Во-вторых, наше отношение к Гоголю до сих пор нередко носит, прямо скажем, “школьный” характер. Общий смысл его художественного творчества нам представляется ясным, простым, однозначным. Гоголь — гениальный социальный сатирик. Эта формула никак не вмещает всего Гоголя, в ней есть доля правды, но далеко не вся правда, она слишком узка для Гоголя.
Розанов считал Гоголя одним из самых загадочных русских писателей, может быть, самым загадочным. Он рассматривал творчество Гоголя как тайну, ключ к разгадке которой едва ли можно вообще подобрать. Споря с Розановым, мы убеждаемся в истинной глубине Гоголя.
И наконец, в-третьих, в своей острейшей полемике с Гоголем Розанов, высоко ценя силу гоголевского слова, стремился найти и з ъ я н ы художественного метода Гоголя, по-своему и очень определенно решал вопрос о гоголевском реализме. Этот чисто литературно-теоретический аспект проблемы имеет непосредственное отношение и к сегодняшним спорам.
Прежде чем непосредственно перейти к теме статьи, необходимо сказать несколько слов о манере розановского письма и мышления2. Розановское письмо — это зона высокой провокационной активности, и вход в нее должен быть сопровожден мерами известной интеллектуальной предосторожности. Розанов, особенно поздний Розанов, автор “Уединенного” и последующих книг — “коробов мыслей”, предоставляет читателю широкие возможности остаться в дураках. Традиционный союз между писателем и читателем строится, казалось бы, на незыблемых принципах взаимного доверия. Писатель доверяется читателю, обнажая перед его умозрением мир своих образов и идей. Но и читатель со своей стороны также испытывает потребность в писательской ласке. Вступая в незнакомый, зыбкий мир художественного произведения, читатель нуждается в верном проводнике.
А Розанов для читателя все равно что Иван Сусанин для польского отряда. Только, в отличие от Сусанина, он не прикидывается поначалу угодливым и простодушным дядькой. Он расплевывается с читателем на первой же странице книги:
“Ну, читатель, не церемонюсь я с тобой, — можешь и ты не церемониться со мной:
— К черту...
—К черту!” (“Уединенное”).
Читатель не верит. Он произносит свое “к черту!” непринужденно, со смешком, он убежден, что это — шутка. Ведь ему, читателю, уже давным-давно надоели слишком податливые авторы. Он даже жаждет остроты и борьбы. Он готов к потасовке.

Записи
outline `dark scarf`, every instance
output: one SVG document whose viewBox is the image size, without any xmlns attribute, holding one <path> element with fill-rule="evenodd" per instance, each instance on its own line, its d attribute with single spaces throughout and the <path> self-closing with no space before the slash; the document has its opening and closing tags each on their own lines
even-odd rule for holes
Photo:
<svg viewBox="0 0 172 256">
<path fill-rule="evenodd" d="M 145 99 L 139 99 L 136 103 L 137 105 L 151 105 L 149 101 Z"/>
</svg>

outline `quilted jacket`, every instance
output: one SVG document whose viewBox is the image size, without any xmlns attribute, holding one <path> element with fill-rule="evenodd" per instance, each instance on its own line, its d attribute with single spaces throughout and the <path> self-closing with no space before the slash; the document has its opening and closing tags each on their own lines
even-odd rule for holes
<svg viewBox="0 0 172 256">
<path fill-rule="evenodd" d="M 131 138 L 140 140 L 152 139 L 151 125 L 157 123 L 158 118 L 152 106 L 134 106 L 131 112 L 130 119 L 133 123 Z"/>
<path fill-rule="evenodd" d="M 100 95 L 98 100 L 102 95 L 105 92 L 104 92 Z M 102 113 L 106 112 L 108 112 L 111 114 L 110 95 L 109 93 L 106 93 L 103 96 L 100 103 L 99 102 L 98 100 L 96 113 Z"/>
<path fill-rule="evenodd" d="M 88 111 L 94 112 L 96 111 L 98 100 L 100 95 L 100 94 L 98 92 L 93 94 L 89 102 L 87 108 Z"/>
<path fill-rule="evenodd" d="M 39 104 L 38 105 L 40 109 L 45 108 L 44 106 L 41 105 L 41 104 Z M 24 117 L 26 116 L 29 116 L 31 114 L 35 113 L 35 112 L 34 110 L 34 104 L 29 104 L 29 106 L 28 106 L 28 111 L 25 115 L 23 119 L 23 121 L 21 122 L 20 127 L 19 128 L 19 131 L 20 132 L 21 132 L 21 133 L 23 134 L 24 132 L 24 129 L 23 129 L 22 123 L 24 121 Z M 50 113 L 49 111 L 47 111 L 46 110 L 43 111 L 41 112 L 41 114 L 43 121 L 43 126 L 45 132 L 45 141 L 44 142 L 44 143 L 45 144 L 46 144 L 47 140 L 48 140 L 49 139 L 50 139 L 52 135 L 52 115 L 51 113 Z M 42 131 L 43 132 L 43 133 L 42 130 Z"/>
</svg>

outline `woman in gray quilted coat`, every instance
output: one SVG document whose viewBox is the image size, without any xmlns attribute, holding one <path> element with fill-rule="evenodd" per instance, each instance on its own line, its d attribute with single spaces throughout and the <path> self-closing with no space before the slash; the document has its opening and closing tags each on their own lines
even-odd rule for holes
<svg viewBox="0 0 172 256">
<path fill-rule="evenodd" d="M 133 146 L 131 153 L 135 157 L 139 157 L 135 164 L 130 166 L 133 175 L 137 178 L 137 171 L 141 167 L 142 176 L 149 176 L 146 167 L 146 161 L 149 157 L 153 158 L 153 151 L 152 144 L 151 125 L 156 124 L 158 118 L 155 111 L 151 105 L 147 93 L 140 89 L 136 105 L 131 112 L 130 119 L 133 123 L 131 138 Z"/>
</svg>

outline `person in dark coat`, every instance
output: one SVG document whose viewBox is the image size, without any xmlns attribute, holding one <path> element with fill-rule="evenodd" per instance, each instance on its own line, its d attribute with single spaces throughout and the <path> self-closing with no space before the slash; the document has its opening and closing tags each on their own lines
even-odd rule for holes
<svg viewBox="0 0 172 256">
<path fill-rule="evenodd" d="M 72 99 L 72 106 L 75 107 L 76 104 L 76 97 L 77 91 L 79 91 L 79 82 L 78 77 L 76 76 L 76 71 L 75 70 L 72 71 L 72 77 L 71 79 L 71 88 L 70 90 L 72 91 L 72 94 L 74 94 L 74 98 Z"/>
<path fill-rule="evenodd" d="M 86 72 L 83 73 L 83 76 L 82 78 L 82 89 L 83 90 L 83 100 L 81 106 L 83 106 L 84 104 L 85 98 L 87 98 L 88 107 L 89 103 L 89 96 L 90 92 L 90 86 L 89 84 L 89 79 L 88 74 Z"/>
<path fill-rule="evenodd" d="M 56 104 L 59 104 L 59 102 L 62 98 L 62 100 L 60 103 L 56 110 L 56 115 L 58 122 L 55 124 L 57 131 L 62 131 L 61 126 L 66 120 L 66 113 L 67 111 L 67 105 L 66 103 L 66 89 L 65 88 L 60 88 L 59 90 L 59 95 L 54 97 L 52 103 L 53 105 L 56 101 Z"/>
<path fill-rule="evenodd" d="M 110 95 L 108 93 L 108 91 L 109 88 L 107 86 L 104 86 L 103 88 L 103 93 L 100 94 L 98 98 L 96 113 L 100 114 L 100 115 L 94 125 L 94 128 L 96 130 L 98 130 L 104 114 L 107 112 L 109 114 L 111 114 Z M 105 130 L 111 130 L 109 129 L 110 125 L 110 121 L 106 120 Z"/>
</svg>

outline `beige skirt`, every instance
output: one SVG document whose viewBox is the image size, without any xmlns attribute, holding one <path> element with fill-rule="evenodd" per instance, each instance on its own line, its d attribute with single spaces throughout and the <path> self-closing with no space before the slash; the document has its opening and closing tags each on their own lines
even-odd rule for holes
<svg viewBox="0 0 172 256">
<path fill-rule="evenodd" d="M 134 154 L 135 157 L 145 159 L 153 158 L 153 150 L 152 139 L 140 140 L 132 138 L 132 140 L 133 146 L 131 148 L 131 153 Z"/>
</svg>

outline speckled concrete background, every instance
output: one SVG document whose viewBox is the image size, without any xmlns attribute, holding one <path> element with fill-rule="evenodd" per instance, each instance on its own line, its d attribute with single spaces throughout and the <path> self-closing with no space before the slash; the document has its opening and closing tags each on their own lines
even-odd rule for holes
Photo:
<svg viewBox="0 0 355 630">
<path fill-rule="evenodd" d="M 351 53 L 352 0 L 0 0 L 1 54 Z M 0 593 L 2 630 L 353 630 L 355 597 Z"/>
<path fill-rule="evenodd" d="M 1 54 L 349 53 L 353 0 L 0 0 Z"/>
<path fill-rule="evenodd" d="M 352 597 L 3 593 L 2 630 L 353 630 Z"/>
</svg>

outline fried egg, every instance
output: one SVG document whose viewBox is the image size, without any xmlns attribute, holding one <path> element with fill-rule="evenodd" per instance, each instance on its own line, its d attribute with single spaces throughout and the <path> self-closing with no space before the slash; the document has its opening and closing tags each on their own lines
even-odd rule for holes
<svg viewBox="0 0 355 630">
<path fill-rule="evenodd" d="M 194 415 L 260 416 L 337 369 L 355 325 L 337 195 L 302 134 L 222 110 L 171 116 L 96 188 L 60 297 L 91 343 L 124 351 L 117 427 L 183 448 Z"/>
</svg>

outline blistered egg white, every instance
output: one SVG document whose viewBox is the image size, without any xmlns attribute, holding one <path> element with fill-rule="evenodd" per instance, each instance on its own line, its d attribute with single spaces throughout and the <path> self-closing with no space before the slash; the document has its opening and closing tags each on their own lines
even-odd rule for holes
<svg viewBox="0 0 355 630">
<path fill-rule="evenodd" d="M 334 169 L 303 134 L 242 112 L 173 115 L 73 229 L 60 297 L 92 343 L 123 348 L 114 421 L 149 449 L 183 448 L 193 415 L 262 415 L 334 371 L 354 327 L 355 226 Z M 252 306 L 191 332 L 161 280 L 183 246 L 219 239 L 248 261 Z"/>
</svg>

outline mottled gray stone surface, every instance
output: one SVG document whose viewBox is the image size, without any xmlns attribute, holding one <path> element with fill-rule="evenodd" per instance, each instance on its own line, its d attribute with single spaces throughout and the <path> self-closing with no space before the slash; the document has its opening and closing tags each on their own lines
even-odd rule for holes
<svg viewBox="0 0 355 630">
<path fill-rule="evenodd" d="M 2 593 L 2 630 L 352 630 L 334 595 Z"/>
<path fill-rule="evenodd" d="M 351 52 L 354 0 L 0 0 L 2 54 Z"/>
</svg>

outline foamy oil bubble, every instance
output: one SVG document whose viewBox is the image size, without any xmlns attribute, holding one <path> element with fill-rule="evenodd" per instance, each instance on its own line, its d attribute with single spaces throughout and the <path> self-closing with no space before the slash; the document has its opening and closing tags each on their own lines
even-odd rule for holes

Набор заданий
- 1) Ответьте на вопросы по тексту о Розанове и Гоголе, помечая ответы так же:
(а) Каким писателем, по словам текста, считал Гоголя Розанов?
(б) С кем сравнивается Розанов в его отношении к читателю?
(в) Какую формулу о Гоголе текст называет слишком узкой?
- 2) Продолжите текст о Розанове и Гоголе, начав сразу после его последнего предложения и сохранив его манеру.
Строки здесь никакой роли не играют.

Ответы
- 1)
(а) Одним из самых загадочных русских писателей, может быть, самым загадочным.
(б) С Иваном Сусаниным для польского отряда.
(в) «Гоголь — гениальный социальный сатирик».

- 2)
Розанов, однако, вовсе не собирается затевать той игры, на которую соглашается образованный читатель. Нелюбовь Розанова к читателю имеет скорее не литературную, а идейную подоплеку. Для него российский читатель-современник как собирательное лицо представляет собою продукт того литературного воспитания и того устоявшегося либерального общественного мнения, которые ему глубоко антипатичны. Ему нужен не доверчивый я благодарный, а именно не на шутку разъярившийся читатель и критик, который, утратив самообладание, в ярости сморозит явную глупость и выкажет себя дураком. Только тогда Розанов проявит к нему некоторое милосердие и, подойдя с приветом, дружески посоветует не выбрасывать его книгу в мусорную корзину: “Выгоднее, не разрезая и ознакомившись, лишь отогнув листы, продать со скидкой 50% букинисту”.
Тонкий и удачливый провокатор, Розанов высмеивает читательское представление о писателях (представление, которое сообща создали читатели и писатели), вызывая, что называется, огонь на себя. Читатель верит в исключительные качества писателя? В его благородство, высоконравственность, гуманизм? Розанов в своих книгах не устает выставлять с е б я некрасивым, неискренним, мелочным, дрянным, порочным, эгоистичным, ленивым, неуклюжим... Но если читатель вообразит себе, что перед ним а в т о п о р т р е т Розанова, то он в очередной раз ошибется. Розанов вовсе не мазохист и не раскаявшийся грешник. Он снисходит до интимных признаний не с целью исповедального самораскрытия, а с тем, чтобы подорвать доверие к самой сути печатного слова. В конечном счете ему важны не изъяны писателя, а изъяны писательства. Есть в Розанове и лирическая струя, но она не находит самостоятельного выражения. Сентиментальный и мечтательный Розанов вдруг начинает говорить языком, занятым у ранних символистов. Преображение розановского слова совершается, как правило, в явной или тайной полемике.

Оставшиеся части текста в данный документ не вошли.